I know it's been a while . . . the holiday season proved to be busy, but it's time to get back to commenting on real issues that matter. For the next several posts, I wanted to do a series on the recent circumcision debate taking place in New York.
As many readers are likely aware, many Jewish groups have filed suit, and are challenging a recent controversial decision by the New York Board of Health (see here). The decision by the Board of Health, in brief, requires informed parental consent before metzitzah b'peh is allowed at a brit milah, the Jewish ritual circumcision performed on all males. Metzitzah b'peh is/was a small customary component of the ritual, whereby the mohel (man who performs the circumcision) would suck to draw a small amount of blood during at the conclusion of the ceremony. The custom is sourced in ancient ideas about bloodletting, with the notion being that this ceremony will help to protect the baby. Many have preserved the custom while also insuring higher standards of safety by having the mohel used a sterilized pipette instead of sucking directly.
The NY Board of Health issued its ruling in part because of controversy surrounding the death of certain children, and the possibility that potentially deadly diseases such as Herpes may be transmitted to the baby, resulting in illness and even death.

Exercise instructions ▸
• 1. In the post on the New York circumcision debate, what does the Board of Health decision require before metzitzah b'peh is allowed at a brit milah?
• 2. Resume the post on the New York circumcision debate, starting after its final sentence.
The listing is separate material with no connection to the post on the New York circumcision debate.

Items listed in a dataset

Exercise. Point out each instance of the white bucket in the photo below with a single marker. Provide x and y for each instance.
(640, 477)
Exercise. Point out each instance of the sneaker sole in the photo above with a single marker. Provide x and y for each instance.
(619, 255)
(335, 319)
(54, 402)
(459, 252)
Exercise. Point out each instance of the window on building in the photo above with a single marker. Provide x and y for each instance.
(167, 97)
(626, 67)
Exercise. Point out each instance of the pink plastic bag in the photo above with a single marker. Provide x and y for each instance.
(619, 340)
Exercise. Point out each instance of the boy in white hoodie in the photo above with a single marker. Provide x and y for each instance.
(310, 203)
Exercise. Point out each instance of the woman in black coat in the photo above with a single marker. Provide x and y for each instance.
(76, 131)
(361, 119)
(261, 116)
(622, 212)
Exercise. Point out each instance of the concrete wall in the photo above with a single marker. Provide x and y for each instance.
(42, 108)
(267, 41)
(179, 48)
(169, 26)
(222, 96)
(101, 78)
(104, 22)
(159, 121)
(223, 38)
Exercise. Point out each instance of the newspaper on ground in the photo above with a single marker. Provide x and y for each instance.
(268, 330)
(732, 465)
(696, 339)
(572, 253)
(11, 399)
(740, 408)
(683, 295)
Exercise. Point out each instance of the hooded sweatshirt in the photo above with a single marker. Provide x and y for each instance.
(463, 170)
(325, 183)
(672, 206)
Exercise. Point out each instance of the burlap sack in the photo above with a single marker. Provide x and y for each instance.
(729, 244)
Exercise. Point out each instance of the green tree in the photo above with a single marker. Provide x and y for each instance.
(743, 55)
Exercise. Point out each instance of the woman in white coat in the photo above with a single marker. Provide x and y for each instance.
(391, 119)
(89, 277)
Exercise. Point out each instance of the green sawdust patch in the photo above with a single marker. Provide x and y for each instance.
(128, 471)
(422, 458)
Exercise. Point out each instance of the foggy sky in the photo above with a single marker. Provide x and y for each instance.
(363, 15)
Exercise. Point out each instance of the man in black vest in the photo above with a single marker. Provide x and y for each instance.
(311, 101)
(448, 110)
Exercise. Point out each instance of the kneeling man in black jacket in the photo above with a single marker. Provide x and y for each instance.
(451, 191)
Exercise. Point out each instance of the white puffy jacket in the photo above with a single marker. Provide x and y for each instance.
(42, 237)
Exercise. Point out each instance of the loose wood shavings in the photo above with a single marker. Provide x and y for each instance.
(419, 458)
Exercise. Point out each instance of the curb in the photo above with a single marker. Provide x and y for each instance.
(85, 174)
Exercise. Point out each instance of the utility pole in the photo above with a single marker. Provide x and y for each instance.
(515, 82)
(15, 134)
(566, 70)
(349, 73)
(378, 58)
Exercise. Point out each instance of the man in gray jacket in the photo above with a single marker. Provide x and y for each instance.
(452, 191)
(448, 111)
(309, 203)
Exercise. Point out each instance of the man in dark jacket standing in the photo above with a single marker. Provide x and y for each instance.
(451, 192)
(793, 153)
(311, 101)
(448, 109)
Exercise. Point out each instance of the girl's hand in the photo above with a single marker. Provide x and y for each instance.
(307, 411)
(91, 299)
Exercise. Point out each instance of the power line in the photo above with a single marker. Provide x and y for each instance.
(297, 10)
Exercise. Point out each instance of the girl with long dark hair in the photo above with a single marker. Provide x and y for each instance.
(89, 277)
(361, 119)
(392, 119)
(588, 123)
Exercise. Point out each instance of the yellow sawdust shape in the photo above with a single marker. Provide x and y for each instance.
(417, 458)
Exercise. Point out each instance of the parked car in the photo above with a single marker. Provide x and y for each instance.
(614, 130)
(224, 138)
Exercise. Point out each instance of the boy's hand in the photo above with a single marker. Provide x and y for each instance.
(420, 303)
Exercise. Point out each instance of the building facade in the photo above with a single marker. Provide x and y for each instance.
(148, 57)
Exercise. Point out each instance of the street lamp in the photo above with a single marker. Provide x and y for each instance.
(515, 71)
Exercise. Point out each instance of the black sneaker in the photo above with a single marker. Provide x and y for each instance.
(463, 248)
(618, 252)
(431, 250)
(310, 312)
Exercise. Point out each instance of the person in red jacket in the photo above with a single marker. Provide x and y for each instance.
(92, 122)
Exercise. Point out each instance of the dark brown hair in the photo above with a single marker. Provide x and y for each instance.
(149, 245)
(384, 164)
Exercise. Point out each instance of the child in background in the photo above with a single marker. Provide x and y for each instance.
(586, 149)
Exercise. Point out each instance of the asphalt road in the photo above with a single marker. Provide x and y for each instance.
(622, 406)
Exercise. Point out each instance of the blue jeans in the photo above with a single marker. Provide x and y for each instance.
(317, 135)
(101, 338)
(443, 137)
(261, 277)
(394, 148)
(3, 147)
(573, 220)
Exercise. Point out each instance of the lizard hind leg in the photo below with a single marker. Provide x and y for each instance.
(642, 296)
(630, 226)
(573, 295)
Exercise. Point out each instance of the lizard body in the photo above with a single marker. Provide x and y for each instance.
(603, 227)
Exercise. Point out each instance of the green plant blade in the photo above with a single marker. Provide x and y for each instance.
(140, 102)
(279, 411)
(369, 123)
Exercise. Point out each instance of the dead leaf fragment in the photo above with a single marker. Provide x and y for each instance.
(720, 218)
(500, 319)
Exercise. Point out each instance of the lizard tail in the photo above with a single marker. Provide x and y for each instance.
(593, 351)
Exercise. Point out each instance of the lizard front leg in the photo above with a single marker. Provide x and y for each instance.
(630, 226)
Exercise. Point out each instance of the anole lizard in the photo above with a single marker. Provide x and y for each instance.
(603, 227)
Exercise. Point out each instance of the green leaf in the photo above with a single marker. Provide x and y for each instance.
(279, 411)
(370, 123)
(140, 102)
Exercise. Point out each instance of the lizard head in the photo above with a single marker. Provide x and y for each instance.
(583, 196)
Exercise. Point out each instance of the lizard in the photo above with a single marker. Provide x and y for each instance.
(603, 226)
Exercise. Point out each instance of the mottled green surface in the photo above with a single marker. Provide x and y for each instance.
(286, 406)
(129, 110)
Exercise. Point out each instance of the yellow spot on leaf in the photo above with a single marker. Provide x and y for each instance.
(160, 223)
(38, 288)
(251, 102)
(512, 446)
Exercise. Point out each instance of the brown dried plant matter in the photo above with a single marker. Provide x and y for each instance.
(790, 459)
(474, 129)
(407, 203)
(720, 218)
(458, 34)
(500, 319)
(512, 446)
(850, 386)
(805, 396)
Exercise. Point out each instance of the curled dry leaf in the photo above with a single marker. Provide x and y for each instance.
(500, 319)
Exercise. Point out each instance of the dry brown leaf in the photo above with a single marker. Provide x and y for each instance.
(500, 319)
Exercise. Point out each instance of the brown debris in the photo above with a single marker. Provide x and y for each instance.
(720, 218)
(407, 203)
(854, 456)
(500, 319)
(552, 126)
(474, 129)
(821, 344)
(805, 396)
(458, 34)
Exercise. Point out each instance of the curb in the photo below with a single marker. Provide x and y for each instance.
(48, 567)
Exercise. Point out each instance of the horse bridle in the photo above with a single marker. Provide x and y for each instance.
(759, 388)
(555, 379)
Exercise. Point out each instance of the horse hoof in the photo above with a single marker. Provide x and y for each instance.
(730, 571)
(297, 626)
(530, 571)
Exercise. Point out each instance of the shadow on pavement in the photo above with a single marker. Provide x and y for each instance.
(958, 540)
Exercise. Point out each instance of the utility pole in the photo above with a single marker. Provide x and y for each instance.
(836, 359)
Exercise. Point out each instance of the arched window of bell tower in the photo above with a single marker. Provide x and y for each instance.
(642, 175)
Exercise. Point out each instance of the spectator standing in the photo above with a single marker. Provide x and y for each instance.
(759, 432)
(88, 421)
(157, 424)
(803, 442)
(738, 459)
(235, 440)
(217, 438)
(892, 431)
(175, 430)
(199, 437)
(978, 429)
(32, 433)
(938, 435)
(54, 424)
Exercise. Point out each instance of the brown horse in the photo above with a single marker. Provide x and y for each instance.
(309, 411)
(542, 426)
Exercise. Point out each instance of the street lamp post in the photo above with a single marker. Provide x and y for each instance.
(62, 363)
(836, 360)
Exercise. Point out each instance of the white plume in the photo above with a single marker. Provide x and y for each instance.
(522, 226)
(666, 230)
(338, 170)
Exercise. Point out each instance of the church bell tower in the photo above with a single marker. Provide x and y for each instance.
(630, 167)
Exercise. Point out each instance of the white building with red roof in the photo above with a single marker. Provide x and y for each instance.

Outputs in order ▸
• 1. Informed parental consent.

• 2.
There are several important questions to address: 1) From a perspective of Jewish law, what is the status of this custom, and need it be kept in light of our modern scientific knowledge and understanding about viruses and the transmission of disease? 2) Should we be tolerant of more conservative approaches towards the preservation of custom? 3) How big need the risk of illness or death be before we act? 4) Are the challengers correct in asserting that the First Amendment protects them against government regulation? 5) What is our general attitude towards laws with a secular purpose which incidentally impinge on religious practice?
As many of you know, I have the benefit of writing from multiple perspective on this issue. On the one hand, I studied at Yeshiva University, and had the pleasure of studying this topic with the esteemed Rabbi Tendler (an outspoken advocate on this issue). On the other hand, I am an attorney, and have long taken a particular interest in issues relating to the 1st Amendment, particularly the Free Exercise Clause of the First Amendment.
In the next post, I'll begin by discussing the relevant constitutional clauses, and other relevant Supreme Court Cases. I hope that this will be a fruitful and educational discussion about the cross-section between religious freedom and governmental regulation.